> **Directions for this task**: Show every line below that contains the word "bollard".

━━ Information provided ━━

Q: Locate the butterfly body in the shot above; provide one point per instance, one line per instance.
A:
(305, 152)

━━━
━━ Information provided ━━

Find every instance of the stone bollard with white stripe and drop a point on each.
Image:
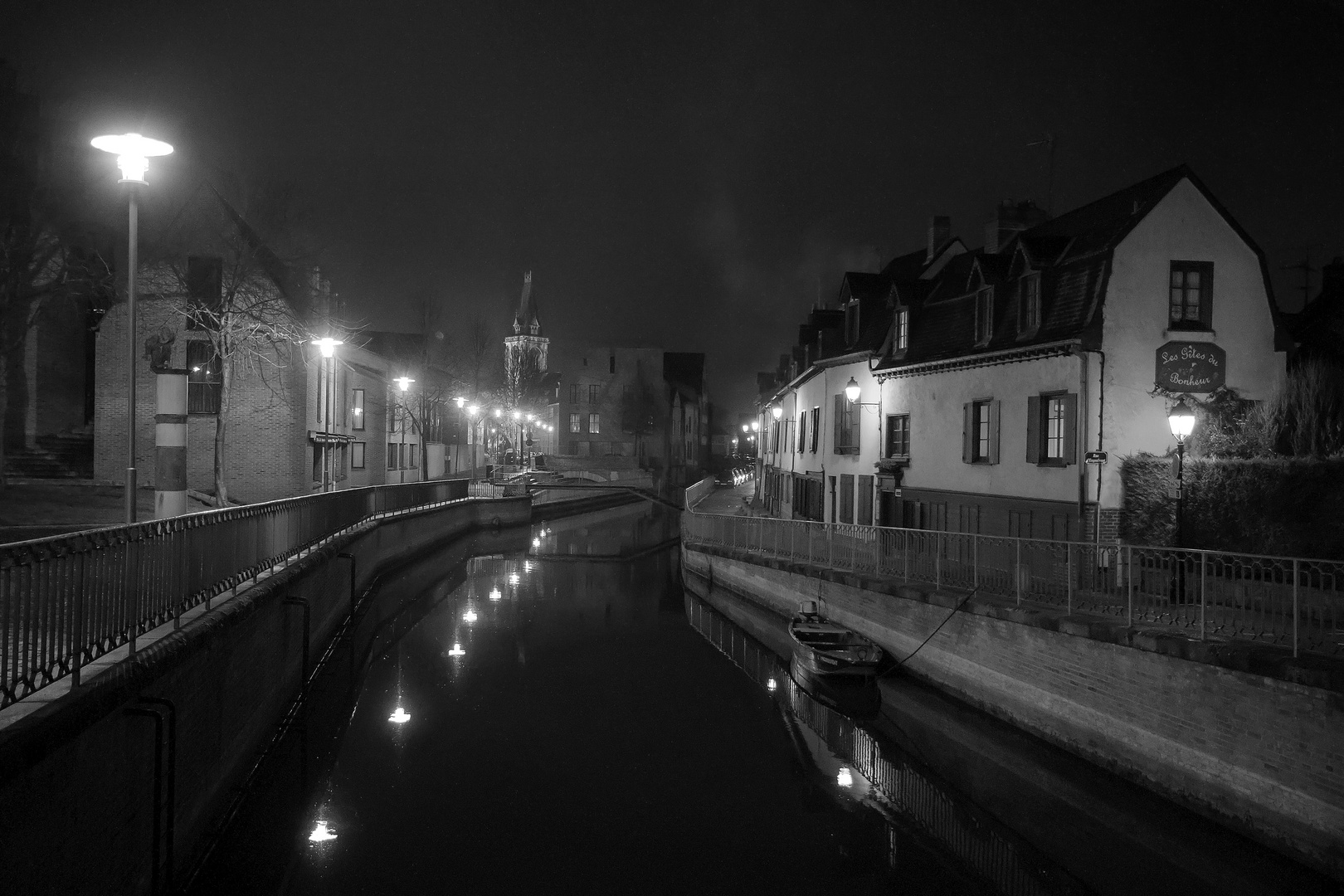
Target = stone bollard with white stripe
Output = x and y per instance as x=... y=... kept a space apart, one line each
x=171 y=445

━━━
━━ Information provided ━━

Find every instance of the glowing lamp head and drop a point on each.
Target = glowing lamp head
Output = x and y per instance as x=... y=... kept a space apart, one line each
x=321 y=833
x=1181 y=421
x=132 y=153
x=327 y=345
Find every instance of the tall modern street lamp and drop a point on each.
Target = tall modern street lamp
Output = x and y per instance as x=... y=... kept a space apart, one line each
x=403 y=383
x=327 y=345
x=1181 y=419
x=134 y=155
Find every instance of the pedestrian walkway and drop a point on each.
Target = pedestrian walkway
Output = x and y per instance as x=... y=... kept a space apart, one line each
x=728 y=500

━━━

> **Result below**:
Find every instance of the stone bollard with white stripe and drop a point on each.
Target = stone bollard with white stripe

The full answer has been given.